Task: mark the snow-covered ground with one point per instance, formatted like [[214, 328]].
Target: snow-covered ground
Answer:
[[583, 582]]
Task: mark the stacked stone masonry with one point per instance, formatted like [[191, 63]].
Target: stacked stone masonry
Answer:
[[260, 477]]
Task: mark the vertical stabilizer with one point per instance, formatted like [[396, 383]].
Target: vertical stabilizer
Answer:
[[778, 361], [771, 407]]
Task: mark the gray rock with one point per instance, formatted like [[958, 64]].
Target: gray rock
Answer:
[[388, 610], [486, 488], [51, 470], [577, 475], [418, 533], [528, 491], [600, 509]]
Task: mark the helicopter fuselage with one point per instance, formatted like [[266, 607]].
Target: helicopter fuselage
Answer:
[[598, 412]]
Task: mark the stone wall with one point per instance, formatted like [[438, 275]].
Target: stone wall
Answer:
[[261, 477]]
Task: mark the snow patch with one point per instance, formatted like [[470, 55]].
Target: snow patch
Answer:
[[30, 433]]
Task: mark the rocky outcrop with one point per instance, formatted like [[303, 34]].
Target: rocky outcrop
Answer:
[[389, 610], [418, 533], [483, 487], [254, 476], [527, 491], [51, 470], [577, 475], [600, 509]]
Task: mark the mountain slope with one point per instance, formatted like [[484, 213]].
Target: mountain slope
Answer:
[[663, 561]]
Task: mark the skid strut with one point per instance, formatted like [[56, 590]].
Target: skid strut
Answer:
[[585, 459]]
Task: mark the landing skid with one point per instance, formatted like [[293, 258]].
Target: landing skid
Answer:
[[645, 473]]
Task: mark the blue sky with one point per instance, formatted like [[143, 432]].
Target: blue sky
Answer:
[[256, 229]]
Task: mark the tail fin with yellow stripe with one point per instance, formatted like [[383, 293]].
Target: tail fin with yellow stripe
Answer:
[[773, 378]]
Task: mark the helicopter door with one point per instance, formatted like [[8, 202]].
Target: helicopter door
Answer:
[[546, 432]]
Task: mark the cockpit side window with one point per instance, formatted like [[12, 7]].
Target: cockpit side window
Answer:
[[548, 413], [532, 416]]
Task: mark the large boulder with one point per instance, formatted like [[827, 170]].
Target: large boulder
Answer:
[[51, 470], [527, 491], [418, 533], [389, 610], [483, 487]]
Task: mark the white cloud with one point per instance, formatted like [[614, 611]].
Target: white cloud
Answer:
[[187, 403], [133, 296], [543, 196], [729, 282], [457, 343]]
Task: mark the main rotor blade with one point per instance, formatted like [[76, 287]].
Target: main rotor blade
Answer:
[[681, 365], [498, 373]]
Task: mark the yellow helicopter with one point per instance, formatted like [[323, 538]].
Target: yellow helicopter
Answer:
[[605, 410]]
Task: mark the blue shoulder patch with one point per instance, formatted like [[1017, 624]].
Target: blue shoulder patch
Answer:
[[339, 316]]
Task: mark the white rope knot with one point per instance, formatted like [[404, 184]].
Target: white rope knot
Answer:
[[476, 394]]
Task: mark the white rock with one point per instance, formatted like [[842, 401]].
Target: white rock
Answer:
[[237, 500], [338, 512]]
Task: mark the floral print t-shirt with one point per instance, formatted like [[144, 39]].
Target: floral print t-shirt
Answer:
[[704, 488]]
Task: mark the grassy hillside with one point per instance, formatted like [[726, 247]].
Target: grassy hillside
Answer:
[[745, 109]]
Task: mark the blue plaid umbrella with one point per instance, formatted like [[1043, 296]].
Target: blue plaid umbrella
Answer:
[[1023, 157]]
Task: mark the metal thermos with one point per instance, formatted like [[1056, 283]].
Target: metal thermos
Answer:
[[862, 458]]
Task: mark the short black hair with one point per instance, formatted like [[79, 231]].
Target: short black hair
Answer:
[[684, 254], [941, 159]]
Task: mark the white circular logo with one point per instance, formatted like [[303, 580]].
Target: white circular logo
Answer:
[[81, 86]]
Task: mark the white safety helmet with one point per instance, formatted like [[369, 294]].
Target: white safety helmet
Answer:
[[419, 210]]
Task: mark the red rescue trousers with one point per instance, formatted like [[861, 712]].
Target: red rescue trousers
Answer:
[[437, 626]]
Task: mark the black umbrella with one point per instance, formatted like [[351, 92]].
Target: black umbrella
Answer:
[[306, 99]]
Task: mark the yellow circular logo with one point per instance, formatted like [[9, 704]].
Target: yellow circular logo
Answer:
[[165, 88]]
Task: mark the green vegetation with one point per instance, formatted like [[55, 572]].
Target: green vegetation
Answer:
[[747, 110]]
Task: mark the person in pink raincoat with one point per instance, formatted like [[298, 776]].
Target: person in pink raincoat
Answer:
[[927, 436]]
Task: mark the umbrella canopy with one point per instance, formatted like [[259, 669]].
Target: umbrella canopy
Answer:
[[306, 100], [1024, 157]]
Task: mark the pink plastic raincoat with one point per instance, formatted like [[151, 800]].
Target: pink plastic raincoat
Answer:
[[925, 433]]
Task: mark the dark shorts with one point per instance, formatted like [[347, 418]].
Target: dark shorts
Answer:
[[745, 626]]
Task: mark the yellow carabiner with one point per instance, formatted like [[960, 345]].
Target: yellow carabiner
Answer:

(Aim of the task): The data must be transcribed in full. Every word stays the same.

(Exercise response):
Task: mark the snow-covered ground with one point per instance, formatted like [[214, 328]].
Target: snow-covered ground
Answer:
[[583, 582]]
Task: mark the stacked stone masonry with one point per instance, formatted like [[191, 63]].
Target: stacked stone masonry
Answer:
[[260, 477]]
Task: mark the vertical stabilizer with one point per instance, formatted like [[396, 383]].
Target: vertical stabilizer
Answer:
[[778, 361], [771, 407]]
Task: mark the gray rock with one point per instance, formatted like [[958, 64]].
Target: gray rock
Answer:
[[388, 610], [486, 488], [51, 470], [577, 475], [418, 533], [528, 491], [600, 509]]
Task: mark the helicopter fuselage with one point per instance, formatted like [[266, 607]].
Target: helicopter fuselage
Answer:
[[598, 412]]
Task: mark the stone wall with one point per instance, formatted like [[438, 275]].
Target: stone wall
Answer:
[[261, 477]]
Task: mark the snow patch with one point per instance, formatted like [[470, 55]].
Target: snow patch
Answer:
[[30, 433]]
Task: mark the rocky outcrop with one point per instance, formatted like [[303, 34]].
Target: rocky outcrop
Answer:
[[389, 610], [418, 533], [483, 487], [254, 476], [527, 491], [51, 470], [577, 475], [600, 509]]
Task: mark the mountain slope with one point per instance, formatted like [[484, 213]].
Target: mountain slope
Answer:
[[663, 561]]
Task: mark the skid strut with one point per instance, formatted like [[56, 590]].
Target: skid strut
Answer:
[[585, 459]]
Task: mark the landing skid with one point per instance, formatted like [[293, 258]].
Target: landing skid
Answer:
[[645, 473]]
Task: mark the blue sky with one point per instance, formatted like [[143, 432]].
Target: blue sky
Answer:
[[256, 229]]
Task: mark the tail fin with yellow stripe with one point per instance, formatted like [[383, 293]].
Target: tail fin with yellow stripe
Answer:
[[773, 378]]
Task: mark the helicopter door with one point per instance, formatted like [[8, 202]].
Target: helicopter door
Answer:
[[546, 432]]
Task: mark the cockpit side window with one point per instance, formatted like [[12, 7]].
Target: cockpit side window
Answer:
[[548, 413], [532, 416]]
Task: mark the large boulder with one point per instance, formatted like [[827, 170]].
Target: large boulder
Answer:
[[51, 470], [527, 491], [418, 533], [389, 610], [483, 487]]
Task: mark the white cloud with one point per instance, formatted like [[614, 611]].
Target: white cloud
Answer:
[[187, 403], [133, 296], [543, 196], [729, 282], [457, 343]]
Task: mark the main rotor blade with one point per instance, formatted like [[76, 287]].
Target: main rotor blade
Answer:
[[681, 365], [498, 373]]
Task: mark the yellow helicopter with one point per instance, formatted like [[323, 538]].
Target: yellow helicopter
Answer:
[[605, 410]]
Task: mark the blue shoulder patch with one point per instance, formatted like [[1017, 624]].
Target: blue shoulder patch
Answer:
[[339, 316]]
Task: mark the white rope knot with one point per instance, formatted like [[404, 184]].
Target: white rope knot
Answer:
[[476, 394]]
Task: mark the white rock with one point per instance, formatted like [[842, 401]].
Target: white rock
Answer:
[[237, 500], [338, 512]]
Task: mark the floral print t-shirt with one point per instance, formatted like [[144, 39]].
Target: floral print t-shirt
Answer:
[[704, 488]]
Task: mark the grassy hillside with one point per instance, formatted like [[726, 247]].
Target: grassy hillside
Answer:
[[745, 109]]
Task: mark the blue plaid umbrella with one point per instance, formatted like [[1043, 296]].
Target: blue plaid umbrella
Answer:
[[1023, 157]]
Task: mark the metal thermos with one point per instance, formatted like [[1056, 283]].
Target: metal thermos
Answer:
[[862, 458]]
Task: mark the short black hair with one point per instance, formatted like [[79, 231]].
Target: short black hair
Answer:
[[684, 254], [941, 159]]
Task: mark the white circular logo with one point per instance, formatted like [[303, 580]].
Target: white circular logo
Answer:
[[81, 86]]
Task: mark the white safety helmet with one point per instance, formatted like [[369, 294]].
Target: white safety helmet
Answer:
[[419, 210]]
Task: mark the red rescue trousers with one point per instance, formatted like [[861, 712]].
Target: red rescue trousers
Answer:
[[437, 626]]
Task: mark the black umbrella with one point per instance, formatted like [[351, 92]].
Target: black umbrella
Answer:
[[306, 99]]
Task: mark the yellow circular logo with one point per instance, formatted like [[9, 704]].
Target: yellow circular logo
Answer:
[[165, 88]]
Task: mark the green vegetation with one point per instance, formatted like [[55, 572]].
Target: green vegetation
Answer:
[[747, 110]]
Task: mark the person in pink raincoat with one point per instance, formatted like [[298, 776]].
Target: person in pink raincoat
Answer:
[[927, 436]]
Task: mark the umbrella canopy with one point per instance, formatted like [[259, 669]].
Target: umbrella canopy
Answer:
[[306, 100], [1024, 157]]
Task: mark the pink plastic raincoat with one point per instance, formatted like [[151, 800]].
Target: pink plastic raincoat
Answer:
[[925, 433]]
Task: mark the dark shorts with one point per instance, formatted like [[347, 418]].
Target: dark shorts
Answer:
[[745, 626]]
Task: mark the yellow carabiner with one point per instance, formatted like [[960, 345]].
Target: yellow carabiner
Answer:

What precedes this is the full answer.